MATERIAL SUPPLIED |
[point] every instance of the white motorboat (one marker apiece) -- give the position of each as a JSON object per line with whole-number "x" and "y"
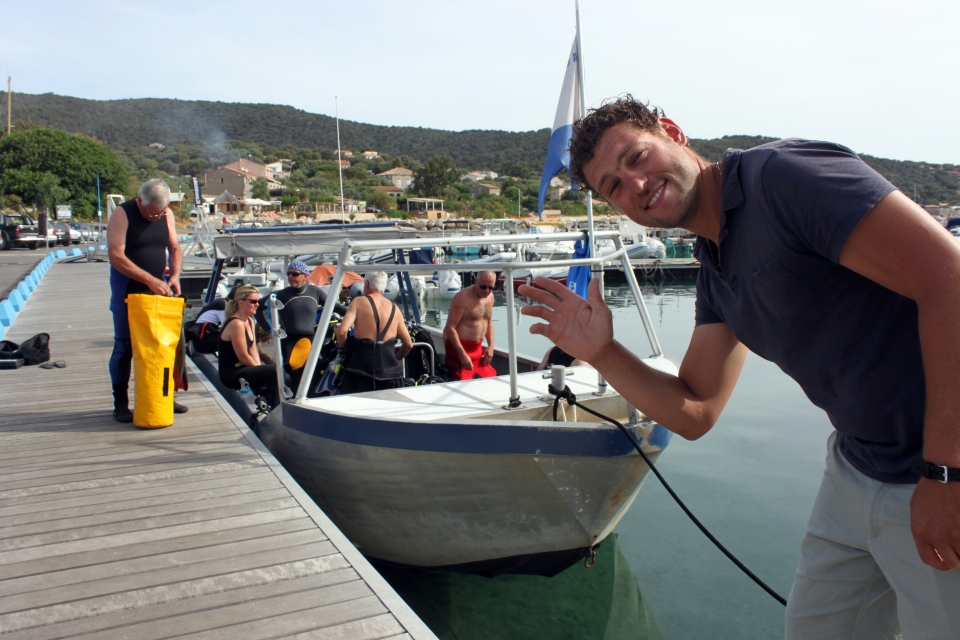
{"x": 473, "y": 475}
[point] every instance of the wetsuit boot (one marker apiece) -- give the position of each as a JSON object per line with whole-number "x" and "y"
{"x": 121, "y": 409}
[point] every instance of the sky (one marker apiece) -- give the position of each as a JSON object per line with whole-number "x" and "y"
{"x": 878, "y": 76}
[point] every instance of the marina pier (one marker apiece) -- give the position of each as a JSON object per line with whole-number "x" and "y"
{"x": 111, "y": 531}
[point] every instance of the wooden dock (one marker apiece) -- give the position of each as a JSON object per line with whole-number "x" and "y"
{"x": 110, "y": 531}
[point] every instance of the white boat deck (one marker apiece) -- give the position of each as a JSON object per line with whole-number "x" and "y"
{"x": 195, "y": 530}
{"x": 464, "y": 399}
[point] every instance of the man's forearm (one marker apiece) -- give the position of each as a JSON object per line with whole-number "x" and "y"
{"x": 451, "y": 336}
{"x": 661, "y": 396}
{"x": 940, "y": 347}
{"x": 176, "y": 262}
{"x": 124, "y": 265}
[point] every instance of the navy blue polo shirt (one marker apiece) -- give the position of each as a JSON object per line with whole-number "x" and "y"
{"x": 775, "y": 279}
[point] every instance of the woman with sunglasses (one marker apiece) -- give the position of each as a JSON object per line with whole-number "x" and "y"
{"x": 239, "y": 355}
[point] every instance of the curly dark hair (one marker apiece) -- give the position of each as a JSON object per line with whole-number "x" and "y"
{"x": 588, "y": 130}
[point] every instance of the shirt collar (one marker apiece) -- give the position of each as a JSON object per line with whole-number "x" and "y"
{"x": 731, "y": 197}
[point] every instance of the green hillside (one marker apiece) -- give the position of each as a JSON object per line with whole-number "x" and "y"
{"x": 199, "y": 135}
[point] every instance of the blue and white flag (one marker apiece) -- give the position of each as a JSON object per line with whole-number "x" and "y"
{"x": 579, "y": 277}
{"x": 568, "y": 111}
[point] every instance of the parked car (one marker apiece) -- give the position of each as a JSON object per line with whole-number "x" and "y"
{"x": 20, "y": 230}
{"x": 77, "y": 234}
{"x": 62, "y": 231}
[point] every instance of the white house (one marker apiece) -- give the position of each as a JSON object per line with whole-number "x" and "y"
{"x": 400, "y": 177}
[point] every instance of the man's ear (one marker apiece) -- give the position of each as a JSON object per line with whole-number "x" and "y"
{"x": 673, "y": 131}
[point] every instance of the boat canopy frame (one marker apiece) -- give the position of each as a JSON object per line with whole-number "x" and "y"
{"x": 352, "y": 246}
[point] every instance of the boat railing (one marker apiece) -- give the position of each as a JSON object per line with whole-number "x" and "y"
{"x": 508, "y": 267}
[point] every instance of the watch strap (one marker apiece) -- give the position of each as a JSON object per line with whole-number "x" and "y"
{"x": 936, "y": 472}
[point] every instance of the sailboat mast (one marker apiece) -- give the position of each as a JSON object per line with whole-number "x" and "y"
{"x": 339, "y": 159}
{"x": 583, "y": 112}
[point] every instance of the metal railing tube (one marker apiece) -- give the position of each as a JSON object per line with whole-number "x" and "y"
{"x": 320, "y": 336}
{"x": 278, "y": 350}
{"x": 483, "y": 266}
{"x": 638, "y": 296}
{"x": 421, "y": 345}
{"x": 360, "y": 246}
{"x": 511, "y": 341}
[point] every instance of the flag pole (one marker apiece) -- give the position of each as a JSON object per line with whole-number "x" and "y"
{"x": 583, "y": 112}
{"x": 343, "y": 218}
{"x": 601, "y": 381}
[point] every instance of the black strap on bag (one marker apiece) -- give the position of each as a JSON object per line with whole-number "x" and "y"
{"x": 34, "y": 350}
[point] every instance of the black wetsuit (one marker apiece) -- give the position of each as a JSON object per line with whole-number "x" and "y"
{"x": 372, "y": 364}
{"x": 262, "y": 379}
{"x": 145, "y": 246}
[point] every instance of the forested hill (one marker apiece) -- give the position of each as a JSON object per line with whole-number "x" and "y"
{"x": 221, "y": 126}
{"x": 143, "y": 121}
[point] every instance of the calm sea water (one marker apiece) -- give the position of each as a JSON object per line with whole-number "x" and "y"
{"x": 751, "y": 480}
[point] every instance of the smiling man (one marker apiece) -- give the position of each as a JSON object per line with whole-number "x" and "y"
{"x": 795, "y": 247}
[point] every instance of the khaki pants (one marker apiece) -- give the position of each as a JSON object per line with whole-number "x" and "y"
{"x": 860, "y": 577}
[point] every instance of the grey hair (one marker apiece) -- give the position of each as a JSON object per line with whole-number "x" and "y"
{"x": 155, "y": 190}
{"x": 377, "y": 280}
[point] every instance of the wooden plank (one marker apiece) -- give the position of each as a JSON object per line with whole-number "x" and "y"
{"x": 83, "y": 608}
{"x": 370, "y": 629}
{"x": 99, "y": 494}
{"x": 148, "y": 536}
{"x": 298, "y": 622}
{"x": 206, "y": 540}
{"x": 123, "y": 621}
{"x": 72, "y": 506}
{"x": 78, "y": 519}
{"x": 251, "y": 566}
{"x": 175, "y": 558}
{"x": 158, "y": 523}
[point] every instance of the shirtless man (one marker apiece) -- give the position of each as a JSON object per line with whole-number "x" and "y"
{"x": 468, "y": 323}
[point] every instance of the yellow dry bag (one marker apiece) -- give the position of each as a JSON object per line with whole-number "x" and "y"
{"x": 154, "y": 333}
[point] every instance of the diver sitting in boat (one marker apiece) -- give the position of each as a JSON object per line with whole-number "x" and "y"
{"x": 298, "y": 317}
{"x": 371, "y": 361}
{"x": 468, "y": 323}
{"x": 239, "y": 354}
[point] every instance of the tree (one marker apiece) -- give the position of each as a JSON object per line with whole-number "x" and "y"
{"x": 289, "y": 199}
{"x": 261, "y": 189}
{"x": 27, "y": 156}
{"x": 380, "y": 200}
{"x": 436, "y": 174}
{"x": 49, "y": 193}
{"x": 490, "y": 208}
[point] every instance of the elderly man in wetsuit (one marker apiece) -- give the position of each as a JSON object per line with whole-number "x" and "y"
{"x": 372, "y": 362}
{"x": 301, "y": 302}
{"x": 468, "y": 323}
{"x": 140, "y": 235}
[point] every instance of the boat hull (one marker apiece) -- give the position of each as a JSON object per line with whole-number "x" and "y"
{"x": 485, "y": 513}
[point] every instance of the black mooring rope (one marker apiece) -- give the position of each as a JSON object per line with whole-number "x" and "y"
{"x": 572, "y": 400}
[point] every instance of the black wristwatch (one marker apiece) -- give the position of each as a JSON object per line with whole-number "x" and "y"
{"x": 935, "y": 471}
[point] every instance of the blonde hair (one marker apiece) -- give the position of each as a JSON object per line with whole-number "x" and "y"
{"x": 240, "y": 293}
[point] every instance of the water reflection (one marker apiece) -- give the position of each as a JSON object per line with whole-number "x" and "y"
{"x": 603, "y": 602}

TASK DESCRIPTION | Quote the line that contains "[point] every instance of the boat hull" and each line after it through the end of the data, exactly, leaving out everything else.

OUTPUT |
[point] every instance of the boat hull (one marker apiece) -- give the position of each as a JSON object per line with whole-number "x" and "y"
{"x": 485, "y": 513}
[point] every instance of the black mooring rope (one marker apiece) -- give the position of each as a JSON object per line with whole-number "x" and "y"
{"x": 572, "y": 400}
[point] every instance of the black wristwatch (one marker apiece) -- give the position of each as a JSON object per line with whole-number "x" and "y"
{"x": 935, "y": 471}
[point] every instance of the blonde hair (one marker apiece) -- give the position of each as a JSON object per line with whole-number "x" and "y"
{"x": 240, "y": 293}
[point] every instance of the water reflection (one marker apiece) -- give the position of each as a JSON object per line with whole-number "x" and "y"
{"x": 603, "y": 602}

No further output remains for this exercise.